───── Exercise input
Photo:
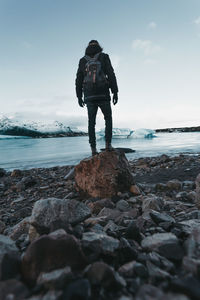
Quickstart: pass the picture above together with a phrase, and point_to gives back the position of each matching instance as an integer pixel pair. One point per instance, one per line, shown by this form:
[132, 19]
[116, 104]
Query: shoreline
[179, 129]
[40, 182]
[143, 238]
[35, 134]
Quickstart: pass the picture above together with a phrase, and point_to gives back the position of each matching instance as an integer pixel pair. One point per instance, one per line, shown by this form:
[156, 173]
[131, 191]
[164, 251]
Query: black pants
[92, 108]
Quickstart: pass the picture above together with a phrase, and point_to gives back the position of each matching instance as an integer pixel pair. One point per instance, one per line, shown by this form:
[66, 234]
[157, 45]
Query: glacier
──────────
───── Exercise input
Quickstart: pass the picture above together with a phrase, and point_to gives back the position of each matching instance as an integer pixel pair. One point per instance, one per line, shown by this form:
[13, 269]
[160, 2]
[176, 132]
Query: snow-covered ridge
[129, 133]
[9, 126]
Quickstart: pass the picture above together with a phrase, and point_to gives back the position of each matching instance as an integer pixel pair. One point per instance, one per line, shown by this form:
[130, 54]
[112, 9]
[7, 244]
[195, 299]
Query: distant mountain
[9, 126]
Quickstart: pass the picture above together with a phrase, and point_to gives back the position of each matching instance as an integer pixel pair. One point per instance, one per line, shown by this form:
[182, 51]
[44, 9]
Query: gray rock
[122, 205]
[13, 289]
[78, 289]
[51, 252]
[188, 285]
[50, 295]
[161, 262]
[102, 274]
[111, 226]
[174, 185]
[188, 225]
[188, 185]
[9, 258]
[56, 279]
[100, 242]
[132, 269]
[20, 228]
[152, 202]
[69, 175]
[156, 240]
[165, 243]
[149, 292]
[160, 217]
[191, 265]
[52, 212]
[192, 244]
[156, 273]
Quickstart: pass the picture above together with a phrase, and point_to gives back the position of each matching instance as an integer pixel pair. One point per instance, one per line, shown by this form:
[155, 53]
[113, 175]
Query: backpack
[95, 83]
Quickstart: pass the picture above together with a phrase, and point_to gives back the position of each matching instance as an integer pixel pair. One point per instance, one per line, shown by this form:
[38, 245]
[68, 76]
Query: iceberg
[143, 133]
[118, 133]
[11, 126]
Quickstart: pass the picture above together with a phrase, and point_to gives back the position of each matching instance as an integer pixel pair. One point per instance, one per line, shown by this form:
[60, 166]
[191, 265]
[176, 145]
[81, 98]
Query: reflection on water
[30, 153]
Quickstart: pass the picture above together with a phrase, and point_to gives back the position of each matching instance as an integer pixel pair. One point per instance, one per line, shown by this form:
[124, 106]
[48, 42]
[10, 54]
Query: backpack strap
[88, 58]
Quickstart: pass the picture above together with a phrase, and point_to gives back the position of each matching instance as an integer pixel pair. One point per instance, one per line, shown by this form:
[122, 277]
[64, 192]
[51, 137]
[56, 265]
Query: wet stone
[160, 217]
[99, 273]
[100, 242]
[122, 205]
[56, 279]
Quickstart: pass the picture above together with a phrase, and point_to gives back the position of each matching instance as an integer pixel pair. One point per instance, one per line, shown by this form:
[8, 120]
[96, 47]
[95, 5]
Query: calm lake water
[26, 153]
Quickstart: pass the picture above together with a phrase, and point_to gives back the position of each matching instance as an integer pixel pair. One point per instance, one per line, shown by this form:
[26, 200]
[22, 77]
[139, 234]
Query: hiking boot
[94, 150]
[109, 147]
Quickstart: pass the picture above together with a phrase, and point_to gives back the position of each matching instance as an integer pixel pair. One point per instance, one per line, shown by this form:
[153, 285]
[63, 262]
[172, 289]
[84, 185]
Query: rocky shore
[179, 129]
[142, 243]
──────────
__Task requirements__: Retype exactly, and only, the lines above from the one where "Query: black pants" occurs up to and including the one where "Query: glacier" occurs.

__Exercise answer__:
Query: black pants
[92, 108]
Quickstart: pass the picture above together with a phrase, and point_to gives back the position of each matching instance as an integer pixel pair. One point per instance, one per line, shown by this form:
[66, 234]
[157, 45]
Query: glacier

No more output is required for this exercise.